WORK REQUIRED:
Each line from the beginning of the data below through the line containing "Where is each instance of the planter" should be repeated exactly, please.

DATA FOR REVIEW:
####################

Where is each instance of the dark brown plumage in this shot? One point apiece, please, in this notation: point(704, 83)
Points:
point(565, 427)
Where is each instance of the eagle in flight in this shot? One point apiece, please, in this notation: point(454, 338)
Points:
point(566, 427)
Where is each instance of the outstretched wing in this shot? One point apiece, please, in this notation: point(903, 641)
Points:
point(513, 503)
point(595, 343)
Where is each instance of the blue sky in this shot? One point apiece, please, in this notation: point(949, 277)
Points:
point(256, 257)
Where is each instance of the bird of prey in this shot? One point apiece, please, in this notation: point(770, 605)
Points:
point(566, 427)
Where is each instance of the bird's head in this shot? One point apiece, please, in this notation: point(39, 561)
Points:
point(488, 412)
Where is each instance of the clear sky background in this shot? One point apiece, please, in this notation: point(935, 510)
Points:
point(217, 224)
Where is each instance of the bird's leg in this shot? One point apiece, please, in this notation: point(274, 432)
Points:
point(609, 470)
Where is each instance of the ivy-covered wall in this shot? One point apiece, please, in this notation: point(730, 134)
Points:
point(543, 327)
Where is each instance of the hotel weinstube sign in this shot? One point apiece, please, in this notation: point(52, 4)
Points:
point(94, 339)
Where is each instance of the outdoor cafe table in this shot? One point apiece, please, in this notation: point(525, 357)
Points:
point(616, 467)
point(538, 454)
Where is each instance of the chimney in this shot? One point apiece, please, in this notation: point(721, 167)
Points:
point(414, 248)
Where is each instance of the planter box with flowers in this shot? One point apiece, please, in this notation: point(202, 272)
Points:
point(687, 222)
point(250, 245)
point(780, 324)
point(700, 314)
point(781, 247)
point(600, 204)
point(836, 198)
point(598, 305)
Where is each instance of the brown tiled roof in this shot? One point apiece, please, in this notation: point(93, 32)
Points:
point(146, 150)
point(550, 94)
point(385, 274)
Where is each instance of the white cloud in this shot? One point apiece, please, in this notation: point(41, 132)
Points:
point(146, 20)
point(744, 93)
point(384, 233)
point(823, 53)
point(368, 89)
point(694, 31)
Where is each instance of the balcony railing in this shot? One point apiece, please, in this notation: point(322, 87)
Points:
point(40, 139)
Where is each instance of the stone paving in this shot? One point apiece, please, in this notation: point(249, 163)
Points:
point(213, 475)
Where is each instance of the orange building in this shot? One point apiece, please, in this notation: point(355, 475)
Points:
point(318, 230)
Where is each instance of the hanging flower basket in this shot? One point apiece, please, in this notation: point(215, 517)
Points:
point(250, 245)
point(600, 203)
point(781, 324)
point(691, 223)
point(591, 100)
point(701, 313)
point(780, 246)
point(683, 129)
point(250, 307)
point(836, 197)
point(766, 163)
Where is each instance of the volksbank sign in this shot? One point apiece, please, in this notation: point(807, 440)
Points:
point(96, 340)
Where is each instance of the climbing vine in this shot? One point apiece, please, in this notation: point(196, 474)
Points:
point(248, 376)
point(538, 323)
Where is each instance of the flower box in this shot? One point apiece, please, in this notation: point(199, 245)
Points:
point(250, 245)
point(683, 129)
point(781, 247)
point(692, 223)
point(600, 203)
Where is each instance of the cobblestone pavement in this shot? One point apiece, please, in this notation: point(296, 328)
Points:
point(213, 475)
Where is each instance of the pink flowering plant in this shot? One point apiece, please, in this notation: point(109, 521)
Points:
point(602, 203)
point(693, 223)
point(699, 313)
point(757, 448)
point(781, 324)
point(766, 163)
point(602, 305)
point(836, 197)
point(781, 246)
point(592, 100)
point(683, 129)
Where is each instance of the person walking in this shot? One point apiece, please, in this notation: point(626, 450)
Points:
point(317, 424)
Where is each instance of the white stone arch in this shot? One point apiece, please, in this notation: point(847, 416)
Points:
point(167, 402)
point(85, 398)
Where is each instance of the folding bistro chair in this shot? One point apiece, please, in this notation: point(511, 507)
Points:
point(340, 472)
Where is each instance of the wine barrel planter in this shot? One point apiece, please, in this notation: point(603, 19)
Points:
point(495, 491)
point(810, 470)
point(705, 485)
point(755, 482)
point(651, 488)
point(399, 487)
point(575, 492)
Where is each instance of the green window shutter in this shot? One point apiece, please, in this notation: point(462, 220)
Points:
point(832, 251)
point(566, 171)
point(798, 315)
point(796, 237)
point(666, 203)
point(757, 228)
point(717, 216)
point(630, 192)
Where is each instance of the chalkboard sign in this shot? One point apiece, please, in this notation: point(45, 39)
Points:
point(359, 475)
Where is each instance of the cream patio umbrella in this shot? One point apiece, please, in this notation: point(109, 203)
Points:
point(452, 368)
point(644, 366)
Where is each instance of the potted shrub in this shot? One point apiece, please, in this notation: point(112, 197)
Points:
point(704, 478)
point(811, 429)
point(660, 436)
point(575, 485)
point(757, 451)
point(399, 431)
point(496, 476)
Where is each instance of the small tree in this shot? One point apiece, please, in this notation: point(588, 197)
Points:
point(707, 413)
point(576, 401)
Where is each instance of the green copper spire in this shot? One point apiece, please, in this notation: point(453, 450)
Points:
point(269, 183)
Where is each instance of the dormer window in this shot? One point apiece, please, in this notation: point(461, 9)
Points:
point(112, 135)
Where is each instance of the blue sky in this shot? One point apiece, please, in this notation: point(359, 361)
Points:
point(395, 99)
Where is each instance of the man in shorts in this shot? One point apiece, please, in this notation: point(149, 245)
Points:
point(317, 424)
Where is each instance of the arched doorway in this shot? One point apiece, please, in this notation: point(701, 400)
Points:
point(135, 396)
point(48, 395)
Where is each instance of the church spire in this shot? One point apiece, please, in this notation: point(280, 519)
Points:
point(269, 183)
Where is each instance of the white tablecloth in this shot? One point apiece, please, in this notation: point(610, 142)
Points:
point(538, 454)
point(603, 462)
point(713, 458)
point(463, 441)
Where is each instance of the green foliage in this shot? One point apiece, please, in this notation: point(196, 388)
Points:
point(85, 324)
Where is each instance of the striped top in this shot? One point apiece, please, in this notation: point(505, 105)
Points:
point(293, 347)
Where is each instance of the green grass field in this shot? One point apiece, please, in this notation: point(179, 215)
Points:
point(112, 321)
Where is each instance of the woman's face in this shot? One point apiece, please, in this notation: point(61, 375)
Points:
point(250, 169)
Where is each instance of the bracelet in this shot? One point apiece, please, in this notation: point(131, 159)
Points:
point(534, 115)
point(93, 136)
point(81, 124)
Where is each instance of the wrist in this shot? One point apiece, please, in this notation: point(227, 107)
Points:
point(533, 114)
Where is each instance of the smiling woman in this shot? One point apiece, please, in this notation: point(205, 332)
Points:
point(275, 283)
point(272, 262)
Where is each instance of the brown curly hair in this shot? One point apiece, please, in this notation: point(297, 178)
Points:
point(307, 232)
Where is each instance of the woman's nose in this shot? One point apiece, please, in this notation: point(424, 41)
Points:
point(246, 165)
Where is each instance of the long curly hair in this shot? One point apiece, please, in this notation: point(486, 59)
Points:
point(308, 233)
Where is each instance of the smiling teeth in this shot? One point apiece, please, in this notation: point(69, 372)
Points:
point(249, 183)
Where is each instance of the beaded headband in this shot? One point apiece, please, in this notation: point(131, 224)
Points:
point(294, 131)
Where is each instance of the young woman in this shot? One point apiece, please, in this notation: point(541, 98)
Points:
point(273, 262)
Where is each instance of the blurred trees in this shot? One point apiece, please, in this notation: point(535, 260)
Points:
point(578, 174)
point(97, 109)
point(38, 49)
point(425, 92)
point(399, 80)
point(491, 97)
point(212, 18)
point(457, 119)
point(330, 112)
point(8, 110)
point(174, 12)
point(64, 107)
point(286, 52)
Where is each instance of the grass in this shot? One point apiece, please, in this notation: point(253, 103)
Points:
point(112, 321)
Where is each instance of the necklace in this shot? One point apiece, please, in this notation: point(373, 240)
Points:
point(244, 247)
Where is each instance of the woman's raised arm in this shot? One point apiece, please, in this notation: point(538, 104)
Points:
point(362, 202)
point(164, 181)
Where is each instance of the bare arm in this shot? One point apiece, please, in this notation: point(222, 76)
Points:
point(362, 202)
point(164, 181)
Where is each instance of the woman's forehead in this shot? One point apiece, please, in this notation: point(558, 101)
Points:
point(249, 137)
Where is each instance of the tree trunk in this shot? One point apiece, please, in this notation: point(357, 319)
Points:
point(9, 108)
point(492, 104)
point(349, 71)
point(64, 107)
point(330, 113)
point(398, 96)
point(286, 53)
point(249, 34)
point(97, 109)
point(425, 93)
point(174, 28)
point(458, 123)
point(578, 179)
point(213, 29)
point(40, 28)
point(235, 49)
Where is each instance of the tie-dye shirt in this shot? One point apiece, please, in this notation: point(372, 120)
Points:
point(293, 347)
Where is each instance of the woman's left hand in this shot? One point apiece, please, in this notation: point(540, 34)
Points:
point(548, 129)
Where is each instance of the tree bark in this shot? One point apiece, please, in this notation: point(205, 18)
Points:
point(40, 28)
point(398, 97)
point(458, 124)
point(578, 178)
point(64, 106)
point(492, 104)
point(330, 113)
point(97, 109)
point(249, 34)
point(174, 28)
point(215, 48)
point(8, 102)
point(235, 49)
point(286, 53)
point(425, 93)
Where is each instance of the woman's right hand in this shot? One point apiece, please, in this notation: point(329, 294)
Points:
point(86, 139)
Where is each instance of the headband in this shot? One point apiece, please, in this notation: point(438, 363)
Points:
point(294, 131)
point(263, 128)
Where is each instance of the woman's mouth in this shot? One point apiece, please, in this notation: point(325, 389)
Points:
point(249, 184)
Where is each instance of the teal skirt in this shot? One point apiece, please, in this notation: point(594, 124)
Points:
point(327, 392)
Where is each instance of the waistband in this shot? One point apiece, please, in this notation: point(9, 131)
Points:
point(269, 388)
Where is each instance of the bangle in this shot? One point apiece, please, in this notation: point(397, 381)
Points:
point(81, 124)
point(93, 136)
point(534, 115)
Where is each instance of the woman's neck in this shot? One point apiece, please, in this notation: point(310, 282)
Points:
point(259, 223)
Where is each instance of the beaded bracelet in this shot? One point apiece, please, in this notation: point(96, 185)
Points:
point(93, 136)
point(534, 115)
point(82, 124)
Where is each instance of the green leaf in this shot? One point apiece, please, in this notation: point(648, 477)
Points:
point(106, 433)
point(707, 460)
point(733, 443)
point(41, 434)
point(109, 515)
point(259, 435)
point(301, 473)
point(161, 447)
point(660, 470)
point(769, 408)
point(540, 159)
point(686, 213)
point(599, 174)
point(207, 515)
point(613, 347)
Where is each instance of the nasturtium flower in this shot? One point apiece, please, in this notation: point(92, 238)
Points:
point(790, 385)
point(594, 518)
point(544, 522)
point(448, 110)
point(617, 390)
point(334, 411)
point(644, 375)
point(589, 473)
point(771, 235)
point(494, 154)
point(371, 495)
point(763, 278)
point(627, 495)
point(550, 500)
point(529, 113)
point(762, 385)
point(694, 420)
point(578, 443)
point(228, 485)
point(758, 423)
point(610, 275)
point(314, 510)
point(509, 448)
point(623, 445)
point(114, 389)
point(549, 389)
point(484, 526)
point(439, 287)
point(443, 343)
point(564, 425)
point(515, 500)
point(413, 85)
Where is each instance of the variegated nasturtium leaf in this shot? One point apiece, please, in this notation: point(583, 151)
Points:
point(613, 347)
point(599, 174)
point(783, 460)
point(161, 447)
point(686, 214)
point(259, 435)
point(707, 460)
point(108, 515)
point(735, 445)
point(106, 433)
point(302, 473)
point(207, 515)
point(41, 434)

####################

RESPONSE TO THE EXERCISE:
Where is each instance of the dark brown plumage in this shot? One point apiece, please, in this notation: point(704, 83)
Points:
point(565, 427)
Where is each instance of the eagle in flight in this shot? One point apiece, please, in this notation: point(454, 338)
Points:
point(566, 427)
Where is each instance of the outstretched wing in this shot? One point apiece, please, in this notation: point(903, 641)
Points:
point(513, 503)
point(595, 343)
Where is each instance of the blue sky in this shot? One point apiece, please, in this notation: point(949, 277)
Points:
point(256, 257)
Where is each instance of the bird of prey in this shot? One point apiece, please, in this notation: point(770, 605)
Points:
point(566, 427)
Where is each instance of the bird's head in this shot? One point apiece, please, in this notation: point(39, 561)
Points:
point(488, 412)
Where is each instance of the clear sky background in this shot? One point apiece, please, in this notation: point(935, 510)
Points:
point(217, 224)
Where is each instance of the bird's leg in this shot? One point apiece, please, in this notation: point(274, 432)
Points:
point(609, 470)
Where is each instance of the ivy-covered wall in this shot? One point apiece, please, in this notation: point(730, 134)
Points:
point(543, 327)
Where is each instance of the hotel weinstube sign in this shot? One point apiece, please, in this notation: point(52, 4)
Points:
point(94, 339)
Where is each instance of the outdoor cafe table in this shot? One point apiece, please, in this notation: point(525, 357)
Points:
point(616, 467)
point(538, 454)
Where is each instance of the chimney in this shot? One point apiece, please, in this notation: point(721, 167)
Points:
point(414, 248)
Where is each instance of the planter box with flowers in this shot? One point apiece, please, in this notation: point(202, 272)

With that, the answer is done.